◆ TEXT SECTION
I've frequently found Richard Hofstadter to be a particularly compelling historian of American politics and ideas. He is one of the writers from the 1950s and 1960s who still have insights that repay a close reading as we try to make sense of the swirling complexities of culture, politics, and ideas. His earliest book is The American Political Tradition: And the Men Who Made it, and there were many more to come in his short career. (Hofstadter died at 54 in 1970.)
In 1969 Hofstadter published a book on American historical writing with the intriguing title, Progressive Historians. The book is a study of three important American historians from the first few decades of the twentieth century, Frederick Jackson Turner (The Frontier in American History), Charles Beard (An Economic Interpretation of the Constitution of the United States), and Vernon Parrington (Main Currents in American Thought: Volume 1 - The Colonial Mind, 1620-1800).
The title itself raises interesting questions of historiography: what is a "progressive" historian? Does this phrase build an unacceptable degree of normative commitment into Hofstadter's understanding of historical writing? The big question here is this: how should a historian think about the two axes of "what happened?" and "was it part of a good thing or a bad thing?" in constructing a program of research in a historical topic. Are the two questions inseparable, or is a dispassionate and objective discovery of the events and causes of the history in question possible, without an attempt to theorize how that narrative fits into a set of political values?

◆ WORK TO BE COMPLETED
Copy the passage on Richard Hofstadter, beginning at the words "In 1969 Hofstadter" and stopping after "Colonial Mind, 1620-1800).", with "twentieth century" renamed to "20th century".

◆ DATA SHOWN
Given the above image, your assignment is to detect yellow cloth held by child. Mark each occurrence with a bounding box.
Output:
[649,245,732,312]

◆ TASK ANSWER
In 1969 Hofstadter published a book on American historical writing with the intriguing title, Progressive Historians. The book is a study of three important American historians from the first few decades of the 20th century, Frederick Jackson Turner (The Frontier in American History), Charles Beard (An Economic Interpretation of the Constitution of the United States), and Vernon Parrington (Main Currents in American Thought: Volume 1 - The Colonial Mind, 1620-1800).